# Work instruction
Using the records that appear below, write out exactly the lines from the one with "box: [290, 133, 309, 156]" through the one with "box: [188, 82, 249, 94]", keeping both end lines.

# Records for processing
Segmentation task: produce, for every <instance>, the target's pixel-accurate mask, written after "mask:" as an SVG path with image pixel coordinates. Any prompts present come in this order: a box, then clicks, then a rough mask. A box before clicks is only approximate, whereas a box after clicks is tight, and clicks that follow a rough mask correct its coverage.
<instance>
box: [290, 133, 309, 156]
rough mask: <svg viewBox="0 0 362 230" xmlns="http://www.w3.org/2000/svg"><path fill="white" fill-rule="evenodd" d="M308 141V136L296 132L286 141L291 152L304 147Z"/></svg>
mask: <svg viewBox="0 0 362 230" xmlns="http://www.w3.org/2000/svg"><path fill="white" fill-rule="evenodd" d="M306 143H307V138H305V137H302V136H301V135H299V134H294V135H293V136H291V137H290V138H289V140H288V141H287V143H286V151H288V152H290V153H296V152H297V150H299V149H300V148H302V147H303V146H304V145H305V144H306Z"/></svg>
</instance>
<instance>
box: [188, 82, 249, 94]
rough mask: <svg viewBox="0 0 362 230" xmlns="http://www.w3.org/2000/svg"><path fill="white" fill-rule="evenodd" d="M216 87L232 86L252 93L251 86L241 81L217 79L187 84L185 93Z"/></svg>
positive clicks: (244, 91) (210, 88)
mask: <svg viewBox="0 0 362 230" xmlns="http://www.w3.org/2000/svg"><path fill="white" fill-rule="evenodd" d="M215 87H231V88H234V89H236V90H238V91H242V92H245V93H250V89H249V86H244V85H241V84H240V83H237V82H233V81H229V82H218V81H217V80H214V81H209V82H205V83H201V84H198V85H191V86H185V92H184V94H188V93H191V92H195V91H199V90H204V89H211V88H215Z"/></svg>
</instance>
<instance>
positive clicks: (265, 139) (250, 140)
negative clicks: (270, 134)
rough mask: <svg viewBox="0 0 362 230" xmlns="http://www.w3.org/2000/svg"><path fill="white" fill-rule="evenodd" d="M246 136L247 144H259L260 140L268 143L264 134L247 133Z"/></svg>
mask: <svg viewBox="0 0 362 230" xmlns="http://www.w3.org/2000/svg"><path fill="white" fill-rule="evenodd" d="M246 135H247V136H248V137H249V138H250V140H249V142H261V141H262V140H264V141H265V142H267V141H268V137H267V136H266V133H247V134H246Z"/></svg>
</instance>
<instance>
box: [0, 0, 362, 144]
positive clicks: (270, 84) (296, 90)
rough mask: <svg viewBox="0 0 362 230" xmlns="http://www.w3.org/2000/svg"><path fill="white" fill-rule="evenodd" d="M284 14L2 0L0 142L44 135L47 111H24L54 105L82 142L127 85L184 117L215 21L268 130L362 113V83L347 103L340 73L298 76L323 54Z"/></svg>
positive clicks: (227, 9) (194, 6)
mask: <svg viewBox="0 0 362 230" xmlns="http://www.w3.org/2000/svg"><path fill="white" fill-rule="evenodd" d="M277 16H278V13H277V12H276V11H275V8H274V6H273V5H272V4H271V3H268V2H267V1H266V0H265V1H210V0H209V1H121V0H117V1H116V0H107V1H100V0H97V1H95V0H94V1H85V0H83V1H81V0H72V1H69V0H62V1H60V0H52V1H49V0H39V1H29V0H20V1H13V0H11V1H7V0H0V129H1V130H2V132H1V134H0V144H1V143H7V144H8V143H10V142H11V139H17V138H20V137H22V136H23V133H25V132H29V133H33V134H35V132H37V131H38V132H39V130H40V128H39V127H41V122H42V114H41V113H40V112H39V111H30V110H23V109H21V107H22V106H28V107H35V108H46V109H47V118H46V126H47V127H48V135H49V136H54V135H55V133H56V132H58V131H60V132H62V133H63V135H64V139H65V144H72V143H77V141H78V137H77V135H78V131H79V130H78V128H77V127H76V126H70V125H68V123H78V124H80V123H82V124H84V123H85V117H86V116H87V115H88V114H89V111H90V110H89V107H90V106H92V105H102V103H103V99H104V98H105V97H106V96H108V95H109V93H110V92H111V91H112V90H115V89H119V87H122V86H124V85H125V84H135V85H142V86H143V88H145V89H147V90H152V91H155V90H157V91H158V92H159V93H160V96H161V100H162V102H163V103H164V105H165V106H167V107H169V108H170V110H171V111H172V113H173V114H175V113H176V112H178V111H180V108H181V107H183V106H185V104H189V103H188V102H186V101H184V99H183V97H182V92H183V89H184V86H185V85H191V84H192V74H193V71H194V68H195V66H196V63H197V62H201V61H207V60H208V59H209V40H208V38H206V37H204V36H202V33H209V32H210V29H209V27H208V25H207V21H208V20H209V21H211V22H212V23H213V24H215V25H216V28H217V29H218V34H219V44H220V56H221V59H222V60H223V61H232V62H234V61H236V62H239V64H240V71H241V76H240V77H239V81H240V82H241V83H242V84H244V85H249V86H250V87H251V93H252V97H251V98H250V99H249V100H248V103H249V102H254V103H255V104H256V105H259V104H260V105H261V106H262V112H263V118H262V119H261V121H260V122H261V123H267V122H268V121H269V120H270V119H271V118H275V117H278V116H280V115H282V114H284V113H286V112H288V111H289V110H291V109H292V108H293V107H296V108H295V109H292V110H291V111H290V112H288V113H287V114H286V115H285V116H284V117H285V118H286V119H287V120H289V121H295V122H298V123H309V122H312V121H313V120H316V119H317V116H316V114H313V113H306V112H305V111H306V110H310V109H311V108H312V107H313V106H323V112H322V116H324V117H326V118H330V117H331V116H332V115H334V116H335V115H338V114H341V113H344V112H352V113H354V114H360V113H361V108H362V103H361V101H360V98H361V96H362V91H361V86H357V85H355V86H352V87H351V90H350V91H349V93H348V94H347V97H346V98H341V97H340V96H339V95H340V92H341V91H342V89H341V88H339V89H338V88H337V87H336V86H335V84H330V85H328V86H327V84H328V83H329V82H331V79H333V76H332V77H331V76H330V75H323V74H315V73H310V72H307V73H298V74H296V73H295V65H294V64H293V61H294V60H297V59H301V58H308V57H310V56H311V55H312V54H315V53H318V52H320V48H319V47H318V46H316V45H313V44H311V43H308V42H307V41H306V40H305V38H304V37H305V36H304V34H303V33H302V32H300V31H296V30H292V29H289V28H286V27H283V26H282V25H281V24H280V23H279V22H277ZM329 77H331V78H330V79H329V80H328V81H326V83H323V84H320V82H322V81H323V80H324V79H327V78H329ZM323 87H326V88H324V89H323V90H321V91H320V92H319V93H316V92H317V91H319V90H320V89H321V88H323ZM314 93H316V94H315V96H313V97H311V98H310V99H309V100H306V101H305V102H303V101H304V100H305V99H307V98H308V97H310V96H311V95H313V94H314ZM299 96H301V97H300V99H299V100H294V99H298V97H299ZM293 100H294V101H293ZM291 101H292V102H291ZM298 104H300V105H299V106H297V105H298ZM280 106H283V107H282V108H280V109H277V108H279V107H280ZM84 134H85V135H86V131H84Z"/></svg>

# Reply
box: [290, 133, 309, 156]
rough mask: <svg viewBox="0 0 362 230" xmlns="http://www.w3.org/2000/svg"><path fill="white" fill-rule="evenodd" d="M308 141V136L296 132L286 141L291 152L304 147Z"/></svg>
mask: <svg viewBox="0 0 362 230" xmlns="http://www.w3.org/2000/svg"><path fill="white" fill-rule="evenodd" d="M306 143H307V138H305V137H302V136H301V135H299V134H294V135H293V136H291V137H290V138H289V140H288V141H287V143H286V151H288V152H290V153H296V152H297V150H299V149H300V148H302V147H303V146H304V145H305V144H306Z"/></svg>
</instance>
<instance>
box: [188, 82, 249, 94]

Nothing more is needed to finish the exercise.